## TEXT SEGMENT
Lack of shut-eye has long been linked to a range of serious health problems. Now a study confirms that it can also be at the root of strife between couples
Is your partner irritating? Have you stopped having a laugh, gone off sex and no longer care if they seem unhappy? Before you reach for a counsellor or lawyer, check how much sleep you are getting. While research has consistently linked lack of sleep with increased risks of cancer, diabetes, heart disease, obesity and premature death, it is now finding that it is also corrosive to relationships. Since more than a third of us get only six hours a night (less than the recommended seven to nine), we shouldn’t be surprised if our love lives are suffering.
A study of 43 couples by Ohio State University found that those who slept less than seven hours a night were more likely to argue in a hostile, negative way. However, even if just one partner had had enough sleep, the rows were more likely to be constructive and end with conciliation. The researchers invited the couples into a lab and videoed them arguing about known problems in their relationships (money, in-laws, communication). They also measured the levels of markers such as the proteins IL-6 and TNF-alpha. A rise in these can trigger inflammation in the body and encourage the onset of chronic diseases such as diabetes. The study found that while lack of sleep alone did not raise the level of inflammatory markers, it did make for more toxic rows – and it was the stress of a nasty exchange that led to an increase in markers. Previous studies show that men are more likely to fight with their partners after one night of disturbed sleep, and that couples have more rows after two weeks of less than seven hours sleep.
The Ohio research took things further. “This is the first study to show the synergistic effects of short sleep and conflict for inflammation,” said lead author, Dr Stephanie J Wilson. Of course, instinctively we know that sleep deprivation makes us short-tempered and unable to concentrate, make decisions or empathise. A sense of humour, badly needed in any relationship, is the first casualty of sleep deprivation.
So while more sleep may not solve the world’s marital discord, it could lubricate many of our relationships. The study looked solely at heterosexual couples, but the findings are likely to apply more widely. Sleep affects the parts of the brain that solve problems. Without that ability, it is hard to have a “good” row, which requires active listening, good humour and self disclosure. The study showed that good rows did not raise levels of inflammatory proteins, however little sleep people had. It is also no coincidence that the dive in relationship satisfaction in the first year after having a baby comes during a long stretch of sleep deprivation. It is hard enough to do anything on not much sleep. Why shouldn’t that include having a good relationship?

## MATERIAL SUPPLIED
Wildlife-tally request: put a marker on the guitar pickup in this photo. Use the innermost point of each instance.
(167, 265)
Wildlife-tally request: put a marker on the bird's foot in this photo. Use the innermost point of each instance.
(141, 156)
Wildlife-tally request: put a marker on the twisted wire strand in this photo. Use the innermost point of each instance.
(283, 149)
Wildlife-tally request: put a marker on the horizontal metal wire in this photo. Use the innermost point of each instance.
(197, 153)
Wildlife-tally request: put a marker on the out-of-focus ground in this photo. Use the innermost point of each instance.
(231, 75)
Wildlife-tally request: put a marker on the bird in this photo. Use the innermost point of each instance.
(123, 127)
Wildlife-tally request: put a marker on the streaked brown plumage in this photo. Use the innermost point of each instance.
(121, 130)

## WHAT TO DO
1. In the article on sleep and couples, how many couples took part in the Ohio State University study?
2. Using the article on sleep and couples, explain why a lack of sleep makes it hard for partners to have a "good" row.

## YOUR RESPONSES
1. The study involved 43 couples.

2. Sleep affects the parts of the brain that solve problems, and without that ability a good row is hard to manage. A good row requires active listening, good humor and self-disclosure.